- **TEKST DO CZYTANIA**
--------------------------------------------------

W tej konkretnej sprawie istotne sa dwa punkty konstytucji dotyczące prezydenta: Art. 129 pkt 3. Prezydent Rzeczypospolitej wykonuje swoje zadania w zakresie i na zasadach określonych w Konstytucji i ustawach. I dopiero w świetle powyższego punktu można stosować stosować Art. 139. Czyli w moim rozumieniu jeśli w konstytucji nie ma czegoś sprecyzowanego odnosimy się do odpowiednich ustaw i kodeksów. A te mówią wyraźnie o ułaskawieniu w odniesieniu do prawomocnie skazanego. Więc prezydent złamał prawo. I wielka jest szkodliwość takiego aktu "łaski", a szczególnie jego uzasadnienie gdzie urzędująca głowa Państwa mówi o politycznym procesie deprecjonując tym samym cały wymiar sprawiedliwości.

Reply
Jan Kotula 23 listopada 2015 - 13:16

Z drugiej jednak strony art. 8 ust. 2 Konstytucji stanowi, że przepisy Konstytucji stosuje się bezpośrednio, chyba że Konstytucja stanowi inaczej. W kwestii przedawnienia Konstytucja natomiast nie stanowi inaczej, stety czy niestety (moim zdaniem – niestety). Stąd procedura z KPK jest trochę zawieszona w próżni, o czym już pisałem wyżej (wystarczyłoby jedno proste zdanie: "tryb postępowania w sprawach o ułaskawienie określa ustawa"). Zwłaszcza, że takie zakreślenie granic kompetencji prezydenta nie jest nieznane Konstytucji (art. 134 ust. 6), a zatem nie powinno się go domniemywać.

Jak to ktoś już napisał wyżej – problemem nie jest ta konkretna decyzja prezydenta, problemem jest sama istota "prawa łaski", zwłaszcza w takiej formie, w jakim występuje ona w Polsce. Znowu poprę się wypowiedzią jednego z przedmówców – moim zdaniem jest właściwie wszystko jedno, na jakim etapie nastąpi "zniweczenie postępowania sądowego", a nawet większe mam wątpliwości co do jego "zniweczenia" po prawomocnym wyroku, a tym bardziej, powiedzmy, po kasacji (czyli kiedy w zasadzie nie można już mieć żadnych wątpliwości, że oskarżony/skazany na karę zasłużył i powinien ją odbyć).

--------------------------------------------------

- **WYKAZ REKORDÓW**
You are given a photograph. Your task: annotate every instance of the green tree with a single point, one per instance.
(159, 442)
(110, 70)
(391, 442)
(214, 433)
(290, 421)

--------------------------------------------------

- **ZADANIA**
- A) Który przepis Konstytucji, według tekstu o prawie łaski, stanowi, że jej przepisy stosuje się bezpośrednio?
- B) Wypisz wszystkie przepisy Konstytucji przywołane w tekście o prawie łaski.
Rekordy to osobny materiał, niezwiązany z tekstem.

- **ODPOWIEDZI DO ZADAŃ**
- A) Art. 8 ust. 2 Konstytucji.

- B) Art. 129 pkt 3, Art. 139, art. 8 ust. 2, art. 134 ust. 6.